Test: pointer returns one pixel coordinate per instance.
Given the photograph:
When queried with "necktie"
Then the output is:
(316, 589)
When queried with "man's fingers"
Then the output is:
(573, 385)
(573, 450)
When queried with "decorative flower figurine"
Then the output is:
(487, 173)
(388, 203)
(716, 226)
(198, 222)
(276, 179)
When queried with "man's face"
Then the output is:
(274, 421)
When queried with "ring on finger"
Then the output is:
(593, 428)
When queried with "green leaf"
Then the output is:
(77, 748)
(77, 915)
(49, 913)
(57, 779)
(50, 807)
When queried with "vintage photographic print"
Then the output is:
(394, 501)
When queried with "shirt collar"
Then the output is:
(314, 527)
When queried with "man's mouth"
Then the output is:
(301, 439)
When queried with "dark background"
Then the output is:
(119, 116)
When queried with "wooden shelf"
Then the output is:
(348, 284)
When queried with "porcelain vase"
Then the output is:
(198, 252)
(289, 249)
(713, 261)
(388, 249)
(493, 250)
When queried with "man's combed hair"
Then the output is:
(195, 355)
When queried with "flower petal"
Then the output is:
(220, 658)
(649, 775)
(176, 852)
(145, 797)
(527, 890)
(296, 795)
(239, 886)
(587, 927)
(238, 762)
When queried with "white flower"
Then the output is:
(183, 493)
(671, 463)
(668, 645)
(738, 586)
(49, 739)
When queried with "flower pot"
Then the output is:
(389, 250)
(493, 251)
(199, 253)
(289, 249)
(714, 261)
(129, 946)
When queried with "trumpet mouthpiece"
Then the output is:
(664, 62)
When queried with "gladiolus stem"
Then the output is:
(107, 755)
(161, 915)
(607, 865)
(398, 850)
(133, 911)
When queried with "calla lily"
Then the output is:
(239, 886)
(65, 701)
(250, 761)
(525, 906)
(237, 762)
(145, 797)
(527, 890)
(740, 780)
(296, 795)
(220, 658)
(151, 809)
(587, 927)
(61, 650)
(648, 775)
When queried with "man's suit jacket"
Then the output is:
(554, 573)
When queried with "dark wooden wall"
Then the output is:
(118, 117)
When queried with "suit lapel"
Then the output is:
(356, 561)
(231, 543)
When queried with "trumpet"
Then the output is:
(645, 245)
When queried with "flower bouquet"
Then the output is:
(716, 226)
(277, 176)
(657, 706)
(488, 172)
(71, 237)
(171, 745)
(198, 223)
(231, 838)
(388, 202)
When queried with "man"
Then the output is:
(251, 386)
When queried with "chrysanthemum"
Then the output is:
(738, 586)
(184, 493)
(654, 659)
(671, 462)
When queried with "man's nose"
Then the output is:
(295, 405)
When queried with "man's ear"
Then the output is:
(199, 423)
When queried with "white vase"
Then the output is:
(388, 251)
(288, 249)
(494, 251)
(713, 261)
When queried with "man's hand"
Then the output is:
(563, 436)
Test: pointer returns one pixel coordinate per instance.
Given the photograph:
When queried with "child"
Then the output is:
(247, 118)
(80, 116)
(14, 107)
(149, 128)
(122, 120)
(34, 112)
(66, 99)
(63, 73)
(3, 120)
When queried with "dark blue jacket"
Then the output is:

——

* _Task to carry out_: Without omitting anything, output the entries exactly.

* _The solution_:
Test: pointer returns one pixel coordinate per instance.
Given the photograph:
When queried with "necktie"
Then the output is:
(316, 589)
When queried with "man's fingers"
Then the output is:
(573, 385)
(573, 450)
When queried with "decorative flower figurine"
Then the output is:
(487, 173)
(388, 203)
(716, 226)
(198, 222)
(276, 179)
When queried with "man's face"
Then the output is:
(274, 421)
When queried with "ring on finger"
Then the output is:
(593, 428)
When queried with "green leaf"
Then the output is:
(77, 748)
(77, 915)
(49, 913)
(57, 779)
(50, 807)
When queried with "vintage photographic print"
Then the output is:
(394, 501)
When queried with "shirt collar"
Then the output is:
(314, 527)
When queried with "man's mouth"
Then the output is:
(301, 439)
When queried with "dark background"
Then the output is:
(119, 116)
When queried with "wooden shelf"
Then the output is:
(348, 284)
When queried with "porcelain vase"
Then the output is:
(198, 252)
(289, 249)
(713, 261)
(388, 249)
(493, 250)
When queried with "man's combed hair"
Then the output is:
(195, 355)
When queried with "flower petal"
Then the output is:
(220, 658)
(649, 775)
(176, 852)
(145, 797)
(527, 890)
(296, 795)
(239, 886)
(587, 927)
(238, 762)
When queried with "white flower"
Then the output is:
(183, 493)
(671, 463)
(668, 645)
(738, 586)
(49, 739)
When queried with "flower pot"
Then the output is:
(389, 250)
(493, 251)
(199, 253)
(289, 249)
(714, 261)
(129, 946)
When queried with "trumpet mouthpiece"
Then the output is:
(664, 62)
When queried with "gladiolus stem"
Then the output is:
(107, 755)
(161, 915)
(607, 865)
(398, 850)
(133, 911)
When queried with "calla lily"
Then the output is:
(239, 886)
(65, 701)
(250, 761)
(525, 906)
(237, 762)
(145, 797)
(527, 890)
(740, 780)
(296, 795)
(220, 658)
(151, 809)
(587, 927)
(61, 650)
(648, 775)
When queried with "man's suit jacket"
Then the output is:
(554, 573)
When queried with "dark wooden wall"
Then the output is:
(118, 117)
When queried with "suit lapel"
Then the output is:
(356, 561)
(231, 543)
When queried with "trumpet"
Then the output is:
(645, 245)
When queried with "flower bouquet"
Then the output is:
(716, 226)
(277, 176)
(657, 706)
(488, 172)
(71, 237)
(171, 745)
(198, 223)
(231, 838)
(388, 202)
When queried with "man"
Then the output is:
(251, 386)
When queried with "chrysanthemum"
Then the output is:
(738, 586)
(184, 493)
(654, 659)
(671, 462)
When queried with "man's nose"
Then the output is:
(295, 405)
When queried with "man's ear"
Then the output is:
(199, 423)
When queried with "white vase"
Then the output is:
(388, 251)
(288, 249)
(494, 251)
(713, 261)
When queried with "man's hand"
Then the output is:
(563, 436)
Test: pointer returns one pixel coordinate per instance.
Given the photograph:
When queried with "child"
Then the output is:
(247, 118)
(80, 116)
(14, 107)
(149, 128)
(122, 120)
(34, 112)
(66, 99)
(63, 73)
(3, 120)
When queried with "dark blue jacket"
Then the output is:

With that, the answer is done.